-- TASK REQUIREMENTS --
From the items below, pull out every line that contains the string "mirror" and leave all other lines behind.

** Start **

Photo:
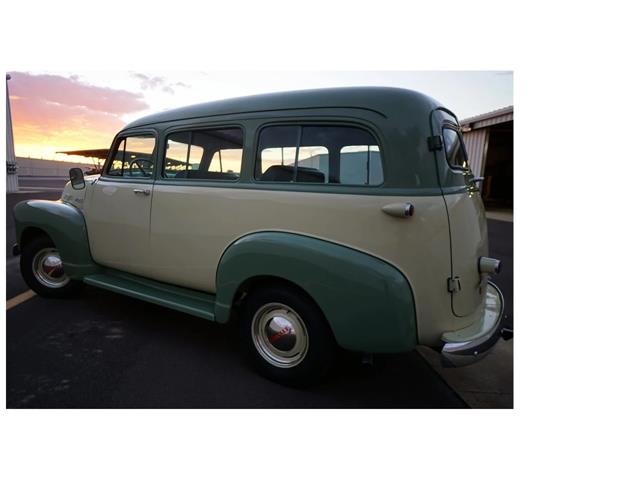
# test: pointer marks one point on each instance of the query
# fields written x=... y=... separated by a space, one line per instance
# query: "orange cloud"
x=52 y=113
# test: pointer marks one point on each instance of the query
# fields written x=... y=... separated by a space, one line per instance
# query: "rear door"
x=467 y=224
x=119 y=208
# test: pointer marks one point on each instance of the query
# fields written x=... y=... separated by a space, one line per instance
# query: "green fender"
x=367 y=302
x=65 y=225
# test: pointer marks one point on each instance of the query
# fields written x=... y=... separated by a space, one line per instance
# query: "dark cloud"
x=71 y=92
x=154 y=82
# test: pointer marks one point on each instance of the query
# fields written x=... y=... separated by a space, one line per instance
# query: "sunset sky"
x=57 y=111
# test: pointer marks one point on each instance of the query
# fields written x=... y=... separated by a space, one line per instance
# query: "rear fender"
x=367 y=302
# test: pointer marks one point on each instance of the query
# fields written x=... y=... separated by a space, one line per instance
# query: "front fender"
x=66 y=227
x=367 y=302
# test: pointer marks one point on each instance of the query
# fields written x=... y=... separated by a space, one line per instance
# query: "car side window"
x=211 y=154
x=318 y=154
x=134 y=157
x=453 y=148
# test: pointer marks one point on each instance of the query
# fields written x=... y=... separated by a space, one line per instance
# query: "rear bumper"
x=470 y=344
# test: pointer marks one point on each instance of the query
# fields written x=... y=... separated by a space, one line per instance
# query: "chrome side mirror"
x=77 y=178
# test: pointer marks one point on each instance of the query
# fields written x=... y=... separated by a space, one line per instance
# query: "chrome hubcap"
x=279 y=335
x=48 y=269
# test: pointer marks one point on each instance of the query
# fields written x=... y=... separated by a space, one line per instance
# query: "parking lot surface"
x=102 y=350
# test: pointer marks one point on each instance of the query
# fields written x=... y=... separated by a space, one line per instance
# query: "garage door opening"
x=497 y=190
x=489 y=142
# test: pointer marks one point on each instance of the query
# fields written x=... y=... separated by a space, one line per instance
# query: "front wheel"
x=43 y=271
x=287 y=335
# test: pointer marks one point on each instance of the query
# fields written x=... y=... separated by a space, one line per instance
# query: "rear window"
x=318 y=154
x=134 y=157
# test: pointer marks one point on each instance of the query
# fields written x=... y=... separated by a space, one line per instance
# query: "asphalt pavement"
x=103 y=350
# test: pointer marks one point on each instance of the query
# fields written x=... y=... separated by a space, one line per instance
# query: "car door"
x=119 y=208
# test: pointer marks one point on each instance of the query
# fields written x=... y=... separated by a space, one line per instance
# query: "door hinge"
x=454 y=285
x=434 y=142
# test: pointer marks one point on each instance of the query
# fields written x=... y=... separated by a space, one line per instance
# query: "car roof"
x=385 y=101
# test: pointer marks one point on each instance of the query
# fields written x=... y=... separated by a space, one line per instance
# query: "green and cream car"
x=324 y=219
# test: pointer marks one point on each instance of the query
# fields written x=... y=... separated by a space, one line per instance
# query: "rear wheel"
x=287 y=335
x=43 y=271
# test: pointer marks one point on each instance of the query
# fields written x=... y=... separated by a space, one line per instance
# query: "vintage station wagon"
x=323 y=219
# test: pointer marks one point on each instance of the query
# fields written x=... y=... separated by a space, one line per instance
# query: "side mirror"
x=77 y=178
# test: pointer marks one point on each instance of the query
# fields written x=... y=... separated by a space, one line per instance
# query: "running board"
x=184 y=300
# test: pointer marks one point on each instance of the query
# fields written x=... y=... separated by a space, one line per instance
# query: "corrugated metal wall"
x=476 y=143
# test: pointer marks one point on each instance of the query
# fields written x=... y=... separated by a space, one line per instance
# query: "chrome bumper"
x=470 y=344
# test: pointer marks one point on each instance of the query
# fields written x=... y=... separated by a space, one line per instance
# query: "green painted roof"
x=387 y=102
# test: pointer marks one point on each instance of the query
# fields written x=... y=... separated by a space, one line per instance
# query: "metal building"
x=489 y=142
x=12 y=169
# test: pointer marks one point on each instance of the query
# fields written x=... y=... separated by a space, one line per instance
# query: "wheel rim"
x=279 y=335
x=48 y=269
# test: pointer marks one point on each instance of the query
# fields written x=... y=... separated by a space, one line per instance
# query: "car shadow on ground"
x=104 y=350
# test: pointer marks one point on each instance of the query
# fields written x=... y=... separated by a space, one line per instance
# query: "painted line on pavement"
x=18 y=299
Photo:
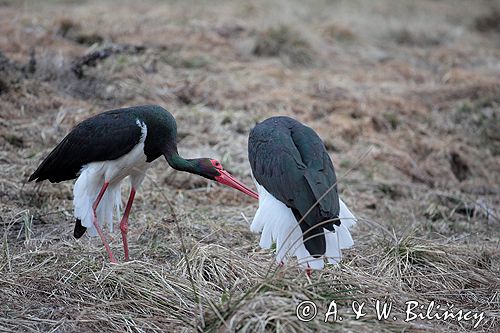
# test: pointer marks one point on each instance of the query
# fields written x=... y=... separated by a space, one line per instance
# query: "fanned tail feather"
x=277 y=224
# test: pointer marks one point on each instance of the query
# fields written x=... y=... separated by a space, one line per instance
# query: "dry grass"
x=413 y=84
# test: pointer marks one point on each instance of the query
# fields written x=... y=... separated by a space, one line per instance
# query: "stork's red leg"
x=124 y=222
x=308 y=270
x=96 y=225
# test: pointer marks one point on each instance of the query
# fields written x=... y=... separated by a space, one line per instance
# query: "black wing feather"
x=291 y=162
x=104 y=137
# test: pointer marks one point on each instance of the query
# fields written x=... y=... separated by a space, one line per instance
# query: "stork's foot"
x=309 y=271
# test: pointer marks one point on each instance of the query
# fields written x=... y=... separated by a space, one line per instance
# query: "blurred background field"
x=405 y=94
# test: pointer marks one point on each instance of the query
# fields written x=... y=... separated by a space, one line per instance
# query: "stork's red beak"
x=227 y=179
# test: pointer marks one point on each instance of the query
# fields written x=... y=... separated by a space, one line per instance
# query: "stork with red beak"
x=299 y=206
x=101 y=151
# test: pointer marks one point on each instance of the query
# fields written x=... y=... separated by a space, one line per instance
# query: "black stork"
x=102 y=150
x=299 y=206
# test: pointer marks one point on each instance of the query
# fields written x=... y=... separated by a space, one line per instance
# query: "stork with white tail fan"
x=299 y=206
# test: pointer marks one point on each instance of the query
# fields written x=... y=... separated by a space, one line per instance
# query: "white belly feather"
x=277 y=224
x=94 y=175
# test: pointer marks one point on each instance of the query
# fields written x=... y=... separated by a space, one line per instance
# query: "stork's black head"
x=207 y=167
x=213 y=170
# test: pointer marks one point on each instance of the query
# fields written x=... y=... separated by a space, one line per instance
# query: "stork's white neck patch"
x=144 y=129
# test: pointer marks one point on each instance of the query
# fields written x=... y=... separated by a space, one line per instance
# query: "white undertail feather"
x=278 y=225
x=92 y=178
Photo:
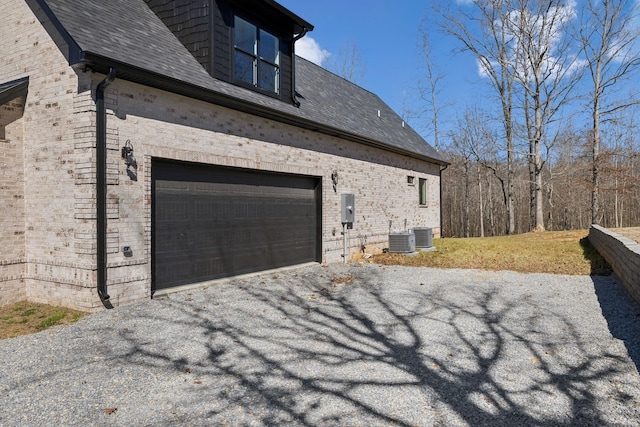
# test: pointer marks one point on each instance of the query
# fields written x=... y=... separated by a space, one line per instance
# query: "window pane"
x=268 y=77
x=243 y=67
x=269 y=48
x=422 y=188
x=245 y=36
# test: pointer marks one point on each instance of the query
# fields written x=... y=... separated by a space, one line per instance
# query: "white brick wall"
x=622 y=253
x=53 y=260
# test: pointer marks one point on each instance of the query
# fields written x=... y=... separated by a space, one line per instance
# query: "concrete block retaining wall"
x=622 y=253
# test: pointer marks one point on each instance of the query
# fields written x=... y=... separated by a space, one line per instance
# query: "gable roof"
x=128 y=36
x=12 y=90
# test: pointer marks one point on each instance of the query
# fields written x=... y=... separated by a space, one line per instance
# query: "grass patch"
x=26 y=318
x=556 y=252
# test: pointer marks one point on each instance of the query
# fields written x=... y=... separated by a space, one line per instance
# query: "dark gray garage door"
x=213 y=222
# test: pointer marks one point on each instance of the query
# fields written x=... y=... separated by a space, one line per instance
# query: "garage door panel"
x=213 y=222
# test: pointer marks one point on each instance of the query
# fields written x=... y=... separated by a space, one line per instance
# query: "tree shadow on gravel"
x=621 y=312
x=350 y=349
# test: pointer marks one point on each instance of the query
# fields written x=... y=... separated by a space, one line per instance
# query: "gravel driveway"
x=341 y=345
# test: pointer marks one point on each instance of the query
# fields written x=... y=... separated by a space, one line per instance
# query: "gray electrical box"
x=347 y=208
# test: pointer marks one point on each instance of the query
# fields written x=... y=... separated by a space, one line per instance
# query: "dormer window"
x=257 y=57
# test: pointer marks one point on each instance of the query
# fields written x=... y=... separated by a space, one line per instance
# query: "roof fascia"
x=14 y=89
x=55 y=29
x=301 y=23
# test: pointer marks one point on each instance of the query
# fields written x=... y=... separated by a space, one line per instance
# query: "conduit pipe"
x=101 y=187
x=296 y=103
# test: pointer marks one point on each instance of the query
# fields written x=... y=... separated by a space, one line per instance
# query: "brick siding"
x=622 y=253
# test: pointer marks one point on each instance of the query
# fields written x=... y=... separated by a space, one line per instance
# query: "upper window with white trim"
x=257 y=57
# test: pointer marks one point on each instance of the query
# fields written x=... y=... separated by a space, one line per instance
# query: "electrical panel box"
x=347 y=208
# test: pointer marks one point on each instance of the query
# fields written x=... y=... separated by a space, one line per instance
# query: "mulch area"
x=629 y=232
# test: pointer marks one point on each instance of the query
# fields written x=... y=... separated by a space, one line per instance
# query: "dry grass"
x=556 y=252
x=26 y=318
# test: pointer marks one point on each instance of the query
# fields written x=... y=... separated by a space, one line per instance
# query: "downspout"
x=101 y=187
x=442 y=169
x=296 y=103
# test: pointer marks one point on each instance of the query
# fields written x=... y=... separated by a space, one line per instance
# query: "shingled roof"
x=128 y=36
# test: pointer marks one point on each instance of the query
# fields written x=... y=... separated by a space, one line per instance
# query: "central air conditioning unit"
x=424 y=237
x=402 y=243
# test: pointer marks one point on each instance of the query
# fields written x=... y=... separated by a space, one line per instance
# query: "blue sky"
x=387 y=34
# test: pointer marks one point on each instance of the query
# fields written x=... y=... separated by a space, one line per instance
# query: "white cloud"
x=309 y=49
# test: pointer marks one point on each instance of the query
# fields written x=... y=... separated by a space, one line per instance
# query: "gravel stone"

** End **

-- EXERCISE RESULT --
# query: "chrome side mirror"
# query: "side mirror"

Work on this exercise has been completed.